• Selected text:
3. Determine MAM: Based on FAR and the OECD/Rule 10D comparability factors, pick the method that most reliably measures ALP (e.g. CUP if identical product sold at uncontrolled price exists, or TNMM if only profits available). Cite Sec. 165(2) which directs method selection by transaction nature.
4. Search for comparables: Use external databases to find independent companies or transactions. Apply filters for industry (NIC codes), geographic market, company size, credit rating, accounting period, etc., to ensure they are comparable (as per Rule 10D guidelines, e.g. CIT v. Veer Gems & Jewellers, 343 ITR 28 (SC) on broad comparability factors).
5. Adjust and finalize comparables: Adjust for material differences (e.g. market conditions, warranty terms) if feasible. Compute the applicable measure (price, cost markup, gross profit margin, net margin, etc.) for each comparable.
6. Compute ALP range/median: From the comparables set, derive an ALP (e.g. median of the net margins). If the taxpayer’s actual price/margin lies within a reasonable range, no adjustment is needed; otherwise an adjustment is warranted.
Illustration: Example Transaction: An Indian manufacturing subsidiary sells 10,000 widgets to its foreign AE at ₹1,000/unit (₹10,000,000 total). Its cost of goods sold (COGS) is ₹800/unit (₹8,000,000), yielding profit ₹2,000,000.
Comparable independent distributors use a resale-price method: resale margin data show a 5% gross margin. The arm’s-length resale price would be ₹1,050 (since ₹1,000 × 1.05). Thus, ALP for 10,000 units = ₹10,500,000. The primary adjustment is ₹500,000. This is reflected in the books as:
- Original entry (no adjustment):
- Dr Debtors (AE) ₹10,000,000
- Cr Sales ₹10,000,000
- Dr COGS ₹8,000,000
- Cr Inventory ₹8,000,000
- Tax adjustment entry:
- Dr Debtors (AE) ₹500,000
- Cr “TP Adjustment” or Income ₹500,000
Result: Total Sales ₹10,500,000, COGS ₹8,000,000, Profit ₹2,500,000 (per ALP). Tax is then paid on ₹2.5 million instead of ₹2 million. If the ₹500,000 is not repatriated by year-end, a secondary adjustment applies (see below).
This example illustrates how FAR (functions: sales/distribution; assets: inventory; risk: resale market risk) leads to using the resale-price method, and how comparables determine ALP. A detailed TP study would document all these steps.
Safe Harbour (Sec. 167)
Section 167 introduces Safe Harbour rules: the CBDT can notify specific pricing guidelines that, if followed by eligible taxpayers, will be deemed arm’s-length.
It states: “The determination of income referred to in section 9(2) or the determination of arm’s length price in relation to an international transaction or specified domestic transaction shall be subject to such safe harbour rules as may be prescribed”.
In practice, taxpayers can opt for safe harbour (e.g. simple markup for low-value intra-group services or loans) to reduce dispute risk.

• To be done: Could you reproduce the transfer pricing text word for word, beginning at the words "5. Adjust and" and stopping after "adjustment is warranted."?

• Extracted records:

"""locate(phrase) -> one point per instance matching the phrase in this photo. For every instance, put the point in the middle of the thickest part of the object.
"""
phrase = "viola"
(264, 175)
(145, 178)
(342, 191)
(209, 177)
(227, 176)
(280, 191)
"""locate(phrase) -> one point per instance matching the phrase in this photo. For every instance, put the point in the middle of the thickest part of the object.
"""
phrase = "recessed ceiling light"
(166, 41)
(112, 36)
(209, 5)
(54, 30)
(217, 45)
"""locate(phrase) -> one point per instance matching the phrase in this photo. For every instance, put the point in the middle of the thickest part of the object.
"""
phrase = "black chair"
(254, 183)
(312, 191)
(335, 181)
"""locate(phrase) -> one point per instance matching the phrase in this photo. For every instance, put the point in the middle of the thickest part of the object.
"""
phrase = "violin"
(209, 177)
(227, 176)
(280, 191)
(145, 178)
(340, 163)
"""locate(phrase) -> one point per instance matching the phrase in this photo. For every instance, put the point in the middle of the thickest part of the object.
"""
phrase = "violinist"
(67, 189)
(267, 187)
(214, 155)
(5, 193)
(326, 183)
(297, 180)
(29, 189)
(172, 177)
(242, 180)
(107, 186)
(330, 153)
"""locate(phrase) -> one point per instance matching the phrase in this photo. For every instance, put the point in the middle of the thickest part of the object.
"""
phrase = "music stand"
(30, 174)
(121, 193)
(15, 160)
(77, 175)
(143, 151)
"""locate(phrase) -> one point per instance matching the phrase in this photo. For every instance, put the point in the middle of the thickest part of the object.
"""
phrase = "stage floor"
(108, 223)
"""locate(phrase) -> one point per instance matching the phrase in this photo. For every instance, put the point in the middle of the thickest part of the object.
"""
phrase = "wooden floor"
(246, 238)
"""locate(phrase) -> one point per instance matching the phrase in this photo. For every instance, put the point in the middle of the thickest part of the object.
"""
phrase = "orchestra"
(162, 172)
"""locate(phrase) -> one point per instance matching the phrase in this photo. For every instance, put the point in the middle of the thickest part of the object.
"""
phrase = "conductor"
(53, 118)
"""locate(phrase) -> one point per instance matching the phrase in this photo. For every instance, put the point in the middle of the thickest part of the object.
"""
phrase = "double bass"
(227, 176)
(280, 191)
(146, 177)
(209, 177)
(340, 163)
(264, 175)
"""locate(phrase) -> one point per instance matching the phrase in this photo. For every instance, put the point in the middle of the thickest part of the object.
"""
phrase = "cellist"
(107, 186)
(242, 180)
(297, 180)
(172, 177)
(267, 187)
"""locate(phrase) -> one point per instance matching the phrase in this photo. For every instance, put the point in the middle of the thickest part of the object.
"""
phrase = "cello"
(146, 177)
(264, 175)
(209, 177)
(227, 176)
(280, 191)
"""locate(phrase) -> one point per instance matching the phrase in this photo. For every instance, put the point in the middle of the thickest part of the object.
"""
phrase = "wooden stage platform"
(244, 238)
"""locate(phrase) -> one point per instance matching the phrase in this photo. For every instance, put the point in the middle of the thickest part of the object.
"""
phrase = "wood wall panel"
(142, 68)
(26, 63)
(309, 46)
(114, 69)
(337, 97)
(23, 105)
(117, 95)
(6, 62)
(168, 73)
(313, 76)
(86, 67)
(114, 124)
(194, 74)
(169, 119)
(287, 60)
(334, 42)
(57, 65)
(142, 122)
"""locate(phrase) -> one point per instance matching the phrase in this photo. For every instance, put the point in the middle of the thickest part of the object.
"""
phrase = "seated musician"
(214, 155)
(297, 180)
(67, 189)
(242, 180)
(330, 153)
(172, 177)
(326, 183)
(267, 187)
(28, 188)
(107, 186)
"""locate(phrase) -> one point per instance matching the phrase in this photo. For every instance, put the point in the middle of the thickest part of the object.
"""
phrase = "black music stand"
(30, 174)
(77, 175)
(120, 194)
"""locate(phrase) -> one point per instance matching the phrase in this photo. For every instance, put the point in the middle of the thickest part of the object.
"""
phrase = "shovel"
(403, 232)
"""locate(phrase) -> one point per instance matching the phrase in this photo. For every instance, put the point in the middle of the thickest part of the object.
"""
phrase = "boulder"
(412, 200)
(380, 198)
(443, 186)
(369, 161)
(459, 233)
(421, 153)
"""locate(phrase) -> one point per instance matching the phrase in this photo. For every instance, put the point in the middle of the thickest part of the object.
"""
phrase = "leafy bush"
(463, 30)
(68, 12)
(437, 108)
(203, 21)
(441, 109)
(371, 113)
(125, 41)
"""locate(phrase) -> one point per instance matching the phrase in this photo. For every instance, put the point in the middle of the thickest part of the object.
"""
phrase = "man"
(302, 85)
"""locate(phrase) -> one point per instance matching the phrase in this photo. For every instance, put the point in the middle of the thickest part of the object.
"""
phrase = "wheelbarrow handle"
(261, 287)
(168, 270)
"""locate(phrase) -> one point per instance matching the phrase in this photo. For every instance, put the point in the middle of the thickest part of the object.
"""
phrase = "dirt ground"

• Full answer:
5. Adjust and finalize comparables: Adjust for material differences (e.g. market conditions, warranty terms) if feasible. Compute the applicable measure (price, cost markup, gross profit margin, net margin, etc.) for each comparable.
6. Compute ALP range/median: From the comparables set, derive an ALP (e.g. median of the net margins). If the taxpayer’s actual price/margin lies within a reasonable range, no adjustment is needed; otherwise an adjustment is warranted.